## Data provided
──────────
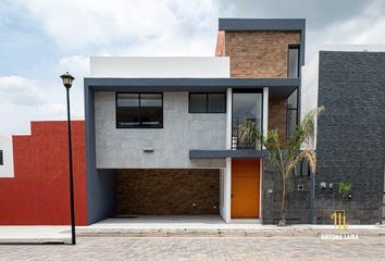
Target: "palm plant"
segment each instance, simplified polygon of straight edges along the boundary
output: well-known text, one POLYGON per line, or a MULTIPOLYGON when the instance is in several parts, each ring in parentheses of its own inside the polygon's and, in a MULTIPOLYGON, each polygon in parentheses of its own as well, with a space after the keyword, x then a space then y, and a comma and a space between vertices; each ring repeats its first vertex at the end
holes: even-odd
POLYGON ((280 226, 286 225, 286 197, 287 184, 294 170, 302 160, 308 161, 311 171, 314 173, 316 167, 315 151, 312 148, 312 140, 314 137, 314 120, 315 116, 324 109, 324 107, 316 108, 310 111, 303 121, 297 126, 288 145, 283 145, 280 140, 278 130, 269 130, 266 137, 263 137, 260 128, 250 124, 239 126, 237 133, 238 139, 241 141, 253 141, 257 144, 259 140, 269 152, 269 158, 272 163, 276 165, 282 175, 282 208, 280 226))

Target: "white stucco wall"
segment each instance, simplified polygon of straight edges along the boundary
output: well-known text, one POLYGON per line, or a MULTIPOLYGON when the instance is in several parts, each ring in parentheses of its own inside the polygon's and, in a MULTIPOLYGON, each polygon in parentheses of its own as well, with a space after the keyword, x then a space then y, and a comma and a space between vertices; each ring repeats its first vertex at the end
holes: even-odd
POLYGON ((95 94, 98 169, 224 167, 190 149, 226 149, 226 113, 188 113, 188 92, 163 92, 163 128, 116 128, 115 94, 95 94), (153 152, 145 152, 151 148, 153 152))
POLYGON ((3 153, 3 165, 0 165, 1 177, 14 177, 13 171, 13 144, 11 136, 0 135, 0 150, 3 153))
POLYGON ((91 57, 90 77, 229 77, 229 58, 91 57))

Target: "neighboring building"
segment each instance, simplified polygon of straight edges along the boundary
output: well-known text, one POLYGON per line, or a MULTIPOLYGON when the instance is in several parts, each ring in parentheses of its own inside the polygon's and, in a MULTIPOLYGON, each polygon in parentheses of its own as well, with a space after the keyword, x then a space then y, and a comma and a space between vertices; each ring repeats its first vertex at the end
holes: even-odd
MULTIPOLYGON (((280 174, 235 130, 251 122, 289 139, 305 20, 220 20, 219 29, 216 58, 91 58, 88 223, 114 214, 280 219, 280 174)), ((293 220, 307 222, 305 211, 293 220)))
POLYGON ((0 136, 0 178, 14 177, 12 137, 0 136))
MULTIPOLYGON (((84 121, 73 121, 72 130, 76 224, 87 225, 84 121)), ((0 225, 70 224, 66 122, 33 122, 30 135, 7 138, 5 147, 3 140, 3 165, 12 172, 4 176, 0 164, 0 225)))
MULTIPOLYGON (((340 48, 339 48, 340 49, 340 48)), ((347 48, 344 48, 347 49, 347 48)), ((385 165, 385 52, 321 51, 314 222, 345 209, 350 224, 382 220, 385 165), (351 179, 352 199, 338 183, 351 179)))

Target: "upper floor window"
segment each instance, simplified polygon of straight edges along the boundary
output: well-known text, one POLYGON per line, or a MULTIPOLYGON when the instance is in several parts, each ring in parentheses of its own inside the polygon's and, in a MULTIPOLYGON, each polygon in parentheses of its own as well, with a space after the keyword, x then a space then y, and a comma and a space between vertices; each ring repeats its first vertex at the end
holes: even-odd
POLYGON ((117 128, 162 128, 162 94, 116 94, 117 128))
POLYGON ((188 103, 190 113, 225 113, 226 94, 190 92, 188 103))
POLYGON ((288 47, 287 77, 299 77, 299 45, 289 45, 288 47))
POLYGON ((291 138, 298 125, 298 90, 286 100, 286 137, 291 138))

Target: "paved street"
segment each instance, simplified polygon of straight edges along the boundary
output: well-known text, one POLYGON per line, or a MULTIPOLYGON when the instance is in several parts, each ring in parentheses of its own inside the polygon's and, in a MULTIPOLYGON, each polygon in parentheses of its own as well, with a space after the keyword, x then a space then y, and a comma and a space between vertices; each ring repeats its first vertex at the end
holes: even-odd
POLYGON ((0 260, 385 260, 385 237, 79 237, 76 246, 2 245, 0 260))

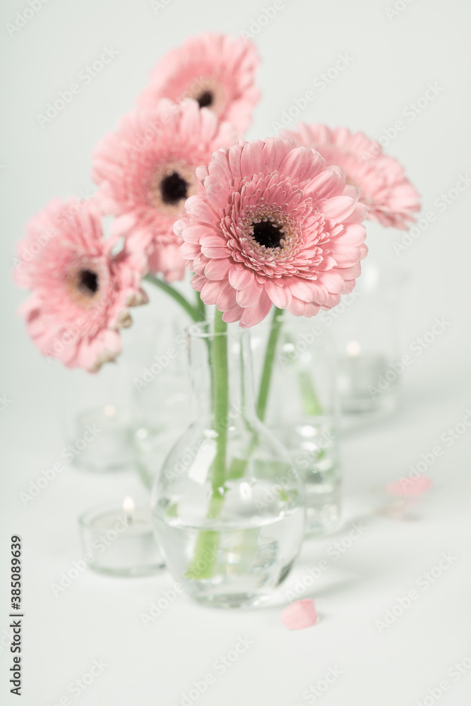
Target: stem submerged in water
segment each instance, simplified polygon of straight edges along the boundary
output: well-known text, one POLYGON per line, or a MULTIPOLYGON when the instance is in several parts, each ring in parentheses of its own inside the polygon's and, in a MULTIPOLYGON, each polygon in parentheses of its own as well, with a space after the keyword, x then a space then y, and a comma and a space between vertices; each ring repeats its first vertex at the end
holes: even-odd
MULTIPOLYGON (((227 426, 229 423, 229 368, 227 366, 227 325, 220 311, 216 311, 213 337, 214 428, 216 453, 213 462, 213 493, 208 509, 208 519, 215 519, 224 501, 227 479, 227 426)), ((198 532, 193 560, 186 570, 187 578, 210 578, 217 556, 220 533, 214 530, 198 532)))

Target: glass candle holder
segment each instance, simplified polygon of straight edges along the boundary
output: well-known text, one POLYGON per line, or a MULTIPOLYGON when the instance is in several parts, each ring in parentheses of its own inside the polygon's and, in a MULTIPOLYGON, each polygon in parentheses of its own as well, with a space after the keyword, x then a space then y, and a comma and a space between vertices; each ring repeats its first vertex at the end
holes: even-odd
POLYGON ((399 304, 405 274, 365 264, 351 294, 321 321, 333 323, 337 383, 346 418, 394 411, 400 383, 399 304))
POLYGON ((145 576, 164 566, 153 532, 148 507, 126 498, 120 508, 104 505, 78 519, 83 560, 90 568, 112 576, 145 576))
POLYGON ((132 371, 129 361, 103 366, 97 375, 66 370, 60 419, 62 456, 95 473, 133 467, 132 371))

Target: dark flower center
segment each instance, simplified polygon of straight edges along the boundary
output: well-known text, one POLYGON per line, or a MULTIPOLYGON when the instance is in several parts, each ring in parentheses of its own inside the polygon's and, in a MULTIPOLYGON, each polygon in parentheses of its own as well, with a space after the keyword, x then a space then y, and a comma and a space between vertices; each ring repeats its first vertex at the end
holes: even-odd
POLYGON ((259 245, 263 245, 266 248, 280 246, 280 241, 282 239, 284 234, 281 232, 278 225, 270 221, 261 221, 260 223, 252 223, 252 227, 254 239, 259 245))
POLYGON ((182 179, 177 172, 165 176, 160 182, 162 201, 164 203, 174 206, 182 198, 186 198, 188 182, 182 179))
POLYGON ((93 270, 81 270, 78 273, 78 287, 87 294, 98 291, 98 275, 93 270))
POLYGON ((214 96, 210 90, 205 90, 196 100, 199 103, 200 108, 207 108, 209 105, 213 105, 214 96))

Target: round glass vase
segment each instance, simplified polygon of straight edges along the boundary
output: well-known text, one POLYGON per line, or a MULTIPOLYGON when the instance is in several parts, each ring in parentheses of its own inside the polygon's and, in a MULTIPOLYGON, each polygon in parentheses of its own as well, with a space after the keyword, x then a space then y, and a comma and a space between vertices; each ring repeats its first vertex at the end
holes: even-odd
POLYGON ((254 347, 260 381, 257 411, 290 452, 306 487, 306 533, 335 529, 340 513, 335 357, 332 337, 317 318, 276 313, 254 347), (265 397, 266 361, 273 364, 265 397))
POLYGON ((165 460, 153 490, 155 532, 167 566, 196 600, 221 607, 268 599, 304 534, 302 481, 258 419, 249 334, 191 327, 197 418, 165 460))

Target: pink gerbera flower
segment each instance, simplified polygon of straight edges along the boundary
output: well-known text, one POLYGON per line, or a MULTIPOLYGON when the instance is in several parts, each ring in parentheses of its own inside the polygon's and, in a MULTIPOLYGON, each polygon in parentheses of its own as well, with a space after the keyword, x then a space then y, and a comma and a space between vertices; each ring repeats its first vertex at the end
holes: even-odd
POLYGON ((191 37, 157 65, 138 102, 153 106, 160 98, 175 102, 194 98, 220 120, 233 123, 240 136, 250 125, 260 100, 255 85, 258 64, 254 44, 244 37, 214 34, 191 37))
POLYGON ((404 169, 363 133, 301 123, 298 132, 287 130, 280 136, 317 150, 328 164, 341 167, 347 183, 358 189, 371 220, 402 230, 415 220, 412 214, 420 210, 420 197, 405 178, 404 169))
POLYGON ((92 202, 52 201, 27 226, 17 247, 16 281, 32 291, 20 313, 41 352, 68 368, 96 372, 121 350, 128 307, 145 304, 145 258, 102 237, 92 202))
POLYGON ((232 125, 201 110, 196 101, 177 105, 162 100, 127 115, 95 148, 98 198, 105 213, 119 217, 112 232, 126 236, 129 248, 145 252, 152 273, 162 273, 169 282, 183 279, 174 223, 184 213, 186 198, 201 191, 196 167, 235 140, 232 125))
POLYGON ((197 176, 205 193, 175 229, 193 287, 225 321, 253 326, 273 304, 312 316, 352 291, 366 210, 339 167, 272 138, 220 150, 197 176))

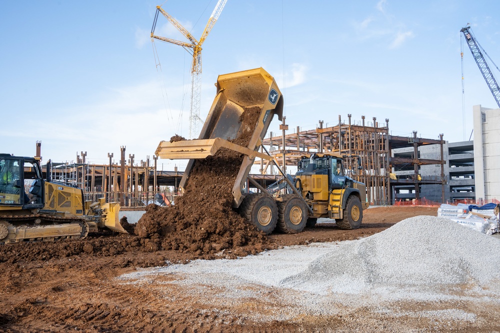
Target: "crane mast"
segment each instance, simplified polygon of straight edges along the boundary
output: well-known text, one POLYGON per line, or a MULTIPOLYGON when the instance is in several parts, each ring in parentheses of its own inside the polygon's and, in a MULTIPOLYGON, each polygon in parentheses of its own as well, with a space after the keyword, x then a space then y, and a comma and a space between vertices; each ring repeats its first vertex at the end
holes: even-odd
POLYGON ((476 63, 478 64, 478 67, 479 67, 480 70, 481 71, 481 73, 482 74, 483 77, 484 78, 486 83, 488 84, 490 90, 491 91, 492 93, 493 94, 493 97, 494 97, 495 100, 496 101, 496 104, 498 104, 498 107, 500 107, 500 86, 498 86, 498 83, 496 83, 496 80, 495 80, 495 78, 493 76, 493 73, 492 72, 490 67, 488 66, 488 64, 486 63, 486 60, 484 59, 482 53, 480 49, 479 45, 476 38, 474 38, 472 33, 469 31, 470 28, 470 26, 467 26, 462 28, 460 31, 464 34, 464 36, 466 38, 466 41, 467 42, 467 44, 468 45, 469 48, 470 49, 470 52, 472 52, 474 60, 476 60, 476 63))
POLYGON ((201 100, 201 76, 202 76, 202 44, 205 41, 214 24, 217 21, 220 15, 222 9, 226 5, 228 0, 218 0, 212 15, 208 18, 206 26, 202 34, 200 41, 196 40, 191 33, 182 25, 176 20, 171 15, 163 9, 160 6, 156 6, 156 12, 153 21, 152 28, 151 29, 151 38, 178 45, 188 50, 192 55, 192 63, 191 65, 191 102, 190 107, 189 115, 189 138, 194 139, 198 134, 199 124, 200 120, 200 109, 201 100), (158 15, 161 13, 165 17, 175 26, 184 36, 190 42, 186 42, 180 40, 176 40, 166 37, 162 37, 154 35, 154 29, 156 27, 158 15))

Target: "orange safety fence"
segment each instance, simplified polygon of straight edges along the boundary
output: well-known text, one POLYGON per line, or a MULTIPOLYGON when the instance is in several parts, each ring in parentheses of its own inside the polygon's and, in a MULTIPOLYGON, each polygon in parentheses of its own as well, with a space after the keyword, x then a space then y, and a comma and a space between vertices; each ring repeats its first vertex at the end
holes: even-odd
──────────
## What you will do
State how many lines of the material above contain the string "flower", where case counts, and give only the number.

## Completed task
2